### Text extract
⁂

Upon surrender of a Certificate for cancelation to the Exchange Agent,
together with such letter of transmittal, duly executed, and such other
documents as may reasonably be required by the Exchange Agent, the holder
of such Certificate shall receive in exchange therefor a certificate
representing that number of whole shares of Lucent Common Stock which such
holder has the right to receive pursuant to the provisions of this Article
II, certain dividends or other distributions in accordance with Section
2.02(c) and cash in lieu of any fractional share of Lucent Common Stock in
accordance with Section 2.02(e), and the Certificate so surrendered shall
forthwith be canceled. In the event of a transfer of ownership of Ascend
Common Stock which is not registered in the transfer records of Ascend, a
certificate representing the proper number of shares of Lucent Common Stock
may be issued to a person (as defined in Section 8.03) other than the
person in whose name the Certificate so surrendered is registered if such
Certificate shall be properly endorsed or otherwise be in proper form for
transfer and the person requesting such issuance shall pay any transfer or
other taxes required by reason of the issuance of shares of Lucent Common
Stock to a person other than the registered holder of such Certificate or
establish to the satisfaction of Lucent that such tax has been paid or is
not applicable. Until surrendered as contemplated by this Section 2.02(b),
each Certificate shall be deemed at any time after the Effective Time to
represent only the right to receive upon such surrender the Merger
Consideration and any cash in lieu of fractional shares of Lucent Common
Stock to be issued or paid in consideration therefor upon surrender of such
certificate in accordance with this Section 2.02. No interest shall be paid
or will accrue on any cash payable to holders of Certificates pursuant to
the provisions of this Article II.

⁂

### Rows
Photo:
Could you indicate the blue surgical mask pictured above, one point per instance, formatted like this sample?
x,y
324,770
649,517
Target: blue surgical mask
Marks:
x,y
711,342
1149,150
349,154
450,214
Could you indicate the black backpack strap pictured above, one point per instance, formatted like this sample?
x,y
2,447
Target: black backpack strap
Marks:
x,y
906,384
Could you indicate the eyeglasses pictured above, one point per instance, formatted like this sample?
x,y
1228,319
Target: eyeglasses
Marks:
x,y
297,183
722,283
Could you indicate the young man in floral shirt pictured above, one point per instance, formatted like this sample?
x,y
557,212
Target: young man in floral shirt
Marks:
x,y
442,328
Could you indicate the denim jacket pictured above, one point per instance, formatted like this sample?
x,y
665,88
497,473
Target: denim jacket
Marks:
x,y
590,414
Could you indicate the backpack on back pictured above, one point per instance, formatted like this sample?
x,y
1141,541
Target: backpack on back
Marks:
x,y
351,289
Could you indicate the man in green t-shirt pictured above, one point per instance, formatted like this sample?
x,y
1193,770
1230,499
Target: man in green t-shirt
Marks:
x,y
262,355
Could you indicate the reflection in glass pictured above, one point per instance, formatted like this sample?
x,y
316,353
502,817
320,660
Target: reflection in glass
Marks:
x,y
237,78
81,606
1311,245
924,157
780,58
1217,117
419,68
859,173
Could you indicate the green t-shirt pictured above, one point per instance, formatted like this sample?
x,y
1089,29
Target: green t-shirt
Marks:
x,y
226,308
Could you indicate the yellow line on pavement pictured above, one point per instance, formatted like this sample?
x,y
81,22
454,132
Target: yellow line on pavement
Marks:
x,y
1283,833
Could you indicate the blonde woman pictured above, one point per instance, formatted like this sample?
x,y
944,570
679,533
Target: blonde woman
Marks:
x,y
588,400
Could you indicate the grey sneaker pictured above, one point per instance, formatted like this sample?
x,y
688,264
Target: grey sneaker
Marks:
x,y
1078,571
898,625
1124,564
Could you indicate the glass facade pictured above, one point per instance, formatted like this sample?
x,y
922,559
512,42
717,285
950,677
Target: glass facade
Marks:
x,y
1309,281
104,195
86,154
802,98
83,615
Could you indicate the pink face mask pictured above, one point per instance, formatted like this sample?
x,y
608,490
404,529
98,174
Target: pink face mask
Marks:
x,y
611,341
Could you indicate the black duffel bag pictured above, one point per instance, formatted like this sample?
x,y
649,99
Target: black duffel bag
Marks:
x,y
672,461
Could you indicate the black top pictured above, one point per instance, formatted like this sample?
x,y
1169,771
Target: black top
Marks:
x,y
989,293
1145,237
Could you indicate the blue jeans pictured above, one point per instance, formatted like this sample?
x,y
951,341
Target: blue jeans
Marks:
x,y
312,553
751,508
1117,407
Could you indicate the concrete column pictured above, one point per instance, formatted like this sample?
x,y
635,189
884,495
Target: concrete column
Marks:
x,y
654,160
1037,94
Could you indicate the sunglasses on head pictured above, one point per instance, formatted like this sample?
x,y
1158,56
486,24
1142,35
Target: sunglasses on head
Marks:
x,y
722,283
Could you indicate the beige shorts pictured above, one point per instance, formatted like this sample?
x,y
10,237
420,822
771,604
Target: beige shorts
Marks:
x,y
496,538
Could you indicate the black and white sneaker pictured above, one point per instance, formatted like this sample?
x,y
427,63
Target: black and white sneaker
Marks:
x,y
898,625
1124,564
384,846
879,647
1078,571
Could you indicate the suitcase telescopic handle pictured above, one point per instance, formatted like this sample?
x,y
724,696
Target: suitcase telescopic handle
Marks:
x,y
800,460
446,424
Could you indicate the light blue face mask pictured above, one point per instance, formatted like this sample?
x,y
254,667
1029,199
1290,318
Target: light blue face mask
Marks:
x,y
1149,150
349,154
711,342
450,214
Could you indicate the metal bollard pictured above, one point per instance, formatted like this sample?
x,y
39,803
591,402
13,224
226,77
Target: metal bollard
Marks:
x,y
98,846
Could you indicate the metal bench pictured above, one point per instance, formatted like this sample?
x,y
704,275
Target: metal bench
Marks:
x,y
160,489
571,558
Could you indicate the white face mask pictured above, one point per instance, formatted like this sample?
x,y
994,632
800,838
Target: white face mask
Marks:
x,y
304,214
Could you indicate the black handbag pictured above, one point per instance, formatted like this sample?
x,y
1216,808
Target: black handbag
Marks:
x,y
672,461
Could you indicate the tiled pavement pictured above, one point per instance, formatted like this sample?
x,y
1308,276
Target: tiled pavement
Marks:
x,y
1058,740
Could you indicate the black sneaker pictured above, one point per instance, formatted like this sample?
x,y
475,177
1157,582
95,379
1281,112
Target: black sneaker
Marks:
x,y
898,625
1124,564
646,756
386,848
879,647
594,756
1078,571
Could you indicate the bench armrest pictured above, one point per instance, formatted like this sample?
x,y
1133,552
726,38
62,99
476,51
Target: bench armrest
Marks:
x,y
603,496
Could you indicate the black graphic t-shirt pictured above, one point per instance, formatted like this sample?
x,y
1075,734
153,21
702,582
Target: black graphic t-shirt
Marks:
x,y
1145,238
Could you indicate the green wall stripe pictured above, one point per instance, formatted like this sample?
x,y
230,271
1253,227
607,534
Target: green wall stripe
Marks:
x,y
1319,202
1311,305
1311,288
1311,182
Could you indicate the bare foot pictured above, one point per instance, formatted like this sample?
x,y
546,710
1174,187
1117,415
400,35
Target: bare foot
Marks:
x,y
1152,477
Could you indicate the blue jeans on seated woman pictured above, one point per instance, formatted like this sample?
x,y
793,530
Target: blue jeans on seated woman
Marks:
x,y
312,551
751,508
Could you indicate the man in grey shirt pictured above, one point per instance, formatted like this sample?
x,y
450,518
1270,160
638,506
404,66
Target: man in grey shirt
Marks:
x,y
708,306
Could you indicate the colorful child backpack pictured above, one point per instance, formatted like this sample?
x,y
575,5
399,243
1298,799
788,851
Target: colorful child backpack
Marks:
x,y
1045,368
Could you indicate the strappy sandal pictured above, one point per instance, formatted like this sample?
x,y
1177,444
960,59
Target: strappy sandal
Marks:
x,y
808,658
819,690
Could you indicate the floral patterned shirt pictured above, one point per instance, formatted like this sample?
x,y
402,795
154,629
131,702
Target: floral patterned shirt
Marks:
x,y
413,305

⁂

### Instructions
A. Using the merger agreement excerpt, decide whether each statement agrees with it: (i) holders of Certificates earn interest on the cash payable to them; (ii) a surrendered Certificate is canceled right away; (iii) holders receive cash instead of fractional shares of Lucent Common Stock. Answer yes or no for each and quote the deciding words.
B. Render this sentence from the merger agreement excerpt in Spanish: "No interest shall be paid or will accrue on any cash payable to holders of Certificates pursuant to the provisions of this Article II."
C. Carry the merger agreement excerpt forward, starting after its final sentence.

### Answers per task
A.
(i) No: "No interest shall be paid or will accrue on any cash payable to holders of Certificates"
(ii) Yes: "the Certificate so surrendered shall forthwith be canceled"
(iii) Yes: "cash in lieu of any fractional share of Lucent Common Stock in accordance with Section 2.02(e)"

B. No se pagarán ni se devengarán intereses sobre ningún efectivo pagadero a los tenedores de Certificados conforme a las disposiciones de este Artículo II.

C.
          (c) Distributions with Respect to Unexchanged Shares. No
dividends or other distributions with respect to Lucent Common Stock with a
record date after the Effective Time shall be paid to the holder of any
unsurrendered Certificate with respect to the shares of Lucent Common



<PAGE>






Stock represented thereby, and no cash payment in lieu of fractional shares
shall be paid to any such holder pursuant to Section 2.02(e), and all such
dividends, other distributions and cash in lieu of fractional shares of
Lucent Common Stock shall be paid by Lucent to the Exchange Agent and shall
be included in the Exchange Fund, in each case until the surrender of such
Certificate in accordance with this Article II. Subject to the effect of
applicable escheat or similar laws, following surrender of any such
Certificate there shall be paid to the holder of the certificate
representing whole shares of Lucent Common Stock issued in exchange
therefor, without interest, (i) at the time of such surrender, the amount
of dividends or other distributions with a record date after the Effective
Time theretofore paid with respect to such whole shares of Lucent Common
Stock, and the amount of any cash payable in lieu of a fractional share of
Lucent Common Stock to which such holder is entitled pursuant to Section
2.02(e) and (ii) at the appropriate payment date, the amount of dividends
or other distributions with a record date after the Effective Time but
prior to such surrender and with a payment date subsequent to such
surrender payable with respect to such whole shares of Lucent Common Stock.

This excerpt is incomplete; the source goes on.